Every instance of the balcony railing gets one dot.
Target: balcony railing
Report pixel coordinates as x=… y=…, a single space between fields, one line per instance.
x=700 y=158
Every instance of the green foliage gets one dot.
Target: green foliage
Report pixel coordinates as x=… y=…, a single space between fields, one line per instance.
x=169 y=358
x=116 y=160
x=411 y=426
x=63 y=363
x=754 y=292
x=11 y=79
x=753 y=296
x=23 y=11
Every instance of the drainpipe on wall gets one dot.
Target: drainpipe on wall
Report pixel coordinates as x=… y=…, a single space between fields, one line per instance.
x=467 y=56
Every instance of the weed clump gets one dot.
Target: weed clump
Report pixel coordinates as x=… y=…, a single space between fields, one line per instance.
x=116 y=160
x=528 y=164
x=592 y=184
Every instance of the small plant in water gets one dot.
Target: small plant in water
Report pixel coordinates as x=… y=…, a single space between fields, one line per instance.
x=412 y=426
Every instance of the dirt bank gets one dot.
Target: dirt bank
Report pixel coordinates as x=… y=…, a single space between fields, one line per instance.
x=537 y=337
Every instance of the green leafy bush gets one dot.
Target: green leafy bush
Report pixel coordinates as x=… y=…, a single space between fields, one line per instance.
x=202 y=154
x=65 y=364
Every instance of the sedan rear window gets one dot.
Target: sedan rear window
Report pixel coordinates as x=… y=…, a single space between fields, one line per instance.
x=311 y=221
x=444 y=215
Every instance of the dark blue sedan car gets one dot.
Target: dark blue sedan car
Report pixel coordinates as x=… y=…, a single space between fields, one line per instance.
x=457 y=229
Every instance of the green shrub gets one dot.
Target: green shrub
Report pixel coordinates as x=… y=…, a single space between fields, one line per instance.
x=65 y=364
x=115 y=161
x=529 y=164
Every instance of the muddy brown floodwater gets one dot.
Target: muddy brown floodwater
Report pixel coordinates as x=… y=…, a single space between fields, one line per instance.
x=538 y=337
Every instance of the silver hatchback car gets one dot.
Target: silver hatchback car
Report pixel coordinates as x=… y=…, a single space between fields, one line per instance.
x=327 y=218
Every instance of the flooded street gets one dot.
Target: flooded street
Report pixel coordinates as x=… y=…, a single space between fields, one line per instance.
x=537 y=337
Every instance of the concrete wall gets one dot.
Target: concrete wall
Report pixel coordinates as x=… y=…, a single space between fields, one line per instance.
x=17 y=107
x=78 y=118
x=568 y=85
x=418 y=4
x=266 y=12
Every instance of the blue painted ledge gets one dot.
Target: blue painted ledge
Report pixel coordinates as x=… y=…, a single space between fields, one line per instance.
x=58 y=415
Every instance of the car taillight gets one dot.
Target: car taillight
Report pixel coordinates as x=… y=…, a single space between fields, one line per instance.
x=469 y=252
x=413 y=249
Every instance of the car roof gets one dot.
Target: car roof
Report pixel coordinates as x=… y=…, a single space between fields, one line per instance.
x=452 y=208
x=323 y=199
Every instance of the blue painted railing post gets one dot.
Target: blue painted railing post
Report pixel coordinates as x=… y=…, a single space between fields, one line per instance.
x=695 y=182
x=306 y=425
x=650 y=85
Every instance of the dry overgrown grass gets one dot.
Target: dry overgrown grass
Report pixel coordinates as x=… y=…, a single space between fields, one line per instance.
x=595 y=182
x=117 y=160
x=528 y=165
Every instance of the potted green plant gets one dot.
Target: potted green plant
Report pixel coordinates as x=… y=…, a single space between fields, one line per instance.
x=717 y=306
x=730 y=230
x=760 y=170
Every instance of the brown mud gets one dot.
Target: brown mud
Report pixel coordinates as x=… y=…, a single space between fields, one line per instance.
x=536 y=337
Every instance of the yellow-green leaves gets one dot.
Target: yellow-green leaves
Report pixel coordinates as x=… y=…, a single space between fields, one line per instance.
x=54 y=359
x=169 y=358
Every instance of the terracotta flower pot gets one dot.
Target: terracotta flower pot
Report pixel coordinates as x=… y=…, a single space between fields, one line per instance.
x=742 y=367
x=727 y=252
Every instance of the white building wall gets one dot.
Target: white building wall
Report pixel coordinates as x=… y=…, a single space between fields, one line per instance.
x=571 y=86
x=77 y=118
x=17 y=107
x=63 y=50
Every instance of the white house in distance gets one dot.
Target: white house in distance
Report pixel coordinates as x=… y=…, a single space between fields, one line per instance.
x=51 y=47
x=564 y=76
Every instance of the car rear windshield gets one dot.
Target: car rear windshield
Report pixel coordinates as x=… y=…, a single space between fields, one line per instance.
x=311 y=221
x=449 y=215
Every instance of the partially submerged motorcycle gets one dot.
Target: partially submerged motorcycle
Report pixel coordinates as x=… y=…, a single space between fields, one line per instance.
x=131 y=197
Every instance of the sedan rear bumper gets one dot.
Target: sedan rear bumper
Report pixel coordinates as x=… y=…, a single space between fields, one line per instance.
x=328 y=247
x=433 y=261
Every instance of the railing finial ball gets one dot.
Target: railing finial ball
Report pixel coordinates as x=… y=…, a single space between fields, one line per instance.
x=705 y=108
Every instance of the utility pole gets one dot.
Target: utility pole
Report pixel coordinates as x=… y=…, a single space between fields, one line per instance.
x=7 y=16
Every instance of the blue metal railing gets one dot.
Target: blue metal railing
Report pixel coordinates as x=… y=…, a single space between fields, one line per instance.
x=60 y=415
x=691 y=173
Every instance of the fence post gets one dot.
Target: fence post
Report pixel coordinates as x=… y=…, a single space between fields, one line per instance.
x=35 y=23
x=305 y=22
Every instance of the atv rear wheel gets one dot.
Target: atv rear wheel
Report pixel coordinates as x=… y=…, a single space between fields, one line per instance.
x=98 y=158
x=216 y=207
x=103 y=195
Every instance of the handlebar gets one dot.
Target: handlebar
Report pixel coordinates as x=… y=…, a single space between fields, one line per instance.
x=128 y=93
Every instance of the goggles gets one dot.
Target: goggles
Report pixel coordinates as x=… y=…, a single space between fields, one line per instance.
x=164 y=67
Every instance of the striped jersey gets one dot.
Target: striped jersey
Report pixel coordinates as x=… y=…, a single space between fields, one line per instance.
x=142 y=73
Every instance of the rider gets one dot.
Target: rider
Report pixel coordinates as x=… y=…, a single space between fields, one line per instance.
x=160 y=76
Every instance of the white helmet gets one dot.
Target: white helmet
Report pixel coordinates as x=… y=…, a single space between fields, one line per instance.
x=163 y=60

◆ ◆ ◆

Your objective:
Please copy out every line shown above, exactly.

Your solution:
Every instance of the balcony railing gets one dot.
Target: balcony railing
Report pixel coordinates as x=… y=…, a single space between fields, one line per instance.
x=700 y=158
Every instance of the green foliage gets one dot.
Target: green foliage
Report pixel coordinates as x=… y=…, a single space between fields, one line per instance.
x=169 y=358
x=116 y=160
x=411 y=426
x=63 y=363
x=754 y=292
x=11 y=79
x=753 y=296
x=23 y=11
Every instance of the drainpipe on wall gets one dot.
Target: drainpipe on wall
Report pixel coordinates as x=… y=…, a single space between fields, one line per instance.
x=467 y=56
Every instance of the weed clump gets one dot.
Target: weed clump
Report pixel coordinates as x=… y=…, a single space between fields, one line per instance.
x=116 y=160
x=528 y=164
x=592 y=184
Every instance of the small plant in water gets one dot.
Target: small plant in water
Report pixel coordinates as x=… y=…, a single space between fields, one line per instance.
x=412 y=426
Every instance of the dirt bank gets one dot.
Target: dirt bank
Report pixel coordinates as x=… y=…, a single space between fields, one line per instance.
x=537 y=337
Every instance of the green leafy bush gets one dot.
Target: green leafy bush
Report pixel coordinates as x=… y=…, a single space between fields, one line per instance.
x=202 y=154
x=65 y=364
Every instance of the sedan rear window gets one dot.
Target: sedan rear window
Report pixel coordinates as x=… y=…, a single space between fields, one line per instance.
x=311 y=221
x=444 y=215
Every instance of the dark blue sedan car gets one dot.
Target: dark blue sedan car
Report pixel coordinates as x=… y=…, a single space between fields, one line per instance.
x=457 y=229
Every instance of the green shrub gets one dot.
Target: green shrub
Report pixel coordinates as x=… y=…, a single space between fields, one line per instance.
x=65 y=364
x=115 y=161
x=529 y=164
Every instance of the muddy brown floodwater gets one dot.
Target: muddy brown floodwater
Report pixel coordinates as x=… y=…, a single space between fields, one line per instance.
x=538 y=337
Every instance of the silver hatchback car gets one dot.
Target: silver hatchback car
Report pixel coordinates as x=… y=…, a single space between fields, one line per instance.
x=327 y=218
Every instance of the flooded street gets one dot.
Target: flooded street
Report pixel coordinates as x=… y=…, a single space between fields, one line per instance.
x=537 y=337
Every instance of the concrete wall gets one dot.
Target: concrete wall
Report pixel coordinates as x=… y=…, a single space between fields, one line per instance.
x=17 y=107
x=78 y=118
x=568 y=85
x=418 y=4
x=266 y=12
Every instance of the blue painted ledge gets one dot.
Target: blue painted ledge
Report pixel coordinates as x=… y=…, a single space between fields, one line per instance.
x=58 y=415
Every instance of the car taillight gets one dot.
Target: car taillight
Report pixel coordinates as x=… y=…, a single space between fields, one line per instance.
x=469 y=252
x=413 y=249
Every instance of the car roof gets one dot.
Target: car roof
Report pixel coordinates as x=… y=…, a single space between fields, one line per instance.
x=452 y=208
x=323 y=199
Every instance of the blue painted railing post gets one dot.
Target: blue painted railing post
Report pixel coordinates as x=… y=…, a single space between fields, one line per instance.
x=695 y=182
x=306 y=425
x=650 y=85
Every instance of the dry overgrown grass gets one dot.
Target: dry overgrown grass
Report pixel coordinates as x=… y=…, a single space between fields, one line per instance.
x=595 y=182
x=117 y=160
x=528 y=165
Every instance of the potted green plant gets one dot.
Target: potted green plant
Report pixel coordinates as x=… y=…, a single space between fields, one line per instance.
x=717 y=306
x=730 y=230
x=760 y=170
Every instance of the brown mud gets one dot.
Target: brown mud
Report pixel coordinates as x=… y=…, a single space between fields, one line per instance.
x=536 y=337
Every instance of the yellow-green leaves gets one dot.
Target: yellow-green leaves
Report pixel coordinates as x=… y=…, a single space between fields, one line per instance.
x=54 y=359
x=169 y=358
Every instance of the terracotta flower pot gets one dot.
Target: terracotta flower pot
Report pixel coordinates as x=… y=…, a single space between fields, one line per instance.
x=742 y=367
x=727 y=252
Every instance of the white building wall gets one dot.
Target: white building wall
Report pixel coordinates as x=… y=…, a single space between fields, one line per instance.
x=571 y=86
x=77 y=118
x=17 y=107
x=63 y=50
Every instance of the white house in distance gets one dot.
Target: white house in distance
Report pixel coordinates as x=… y=…, a single space between fields, one line per instance.
x=51 y=47
x=564 y=76
Every instance of the car rear windshield gets one dot.
Target: car rear windshield
Report pixel coordinates as x=… y=…, a single space between fields, one line per instance.
x=311 y=221
x=449 y=215
Every instance of the partially submerged motorcycle gets one dot.
Target: partially submerged motorcycle
Report pixel coordinates as x=… y=…, a single space between fields, one line per instance.
x=131 y=197
Every instance of the sedan rear bumper gets one dot.
Target: sedan rear bumper
Report pixel coordinates as x=… y=…, a single space between fields, one line per instance.
x=328 y=247
x=433 y=261
Every instance of the railing finial ball gets one dot.
Target: railing finial ball
Report pixel coordinates as x=… y=…, a single space between fields, one line per instance.
x=705 y=108
Every instance of the utility pole gets one dot.
Target: utility pole
Report pixel coordinates as x=… y=…, a single space between fields, one line per instance.
x=7 y=16
Every instance of the blue metal railing gets one dot.
Target: blue metal railing
Report pixel coordinates as x=… y=…, a single space between fields, one line per instance.
x=60 y=415
x=691 y=173
Every instance of the fence post gets one dot.
Target: fence post
Report pixel coordinates as x=… y=…, a single space between fields, one line per instance.
x=35 y=23
x=305 y=22
Every instance of the atv rear wheel gets one dot.
Target: atv rear wheel
Report pixel coordinates as x=… y=…, a single space between fields, one line per instance.
x=98 y=158
x=216 y=207
x=103 y=195
Every instance of the handlebar gets one dot.
Target: handlebar
Report pixel coordinates as x=… y=…, a single space between fields, one line per instance.
x=128 y=93
Every instance of the goggles gets one dot.
Target: goggles
Report pixel coordinates as x=… y=…, a single space between fields, one line per instance.
x=164 y=67
Every instance of the striped jersey gets one dot.
Target: striped jersey
Report pixel coordinates as x=… y=…, a single space between fields, one line per instance.
x=142 y=73
Every instance of the rider gets one dot.
Target: rider
Report pixel coordinates as x=… y=…, a single space between fields, one line per instance.
x=160 y=76
Every instance of the white helmet gets one dot.
Target: white helmet
Report pixel coordinates as x=… y=…, a single space between fields, one line per instance.
x=163 y=60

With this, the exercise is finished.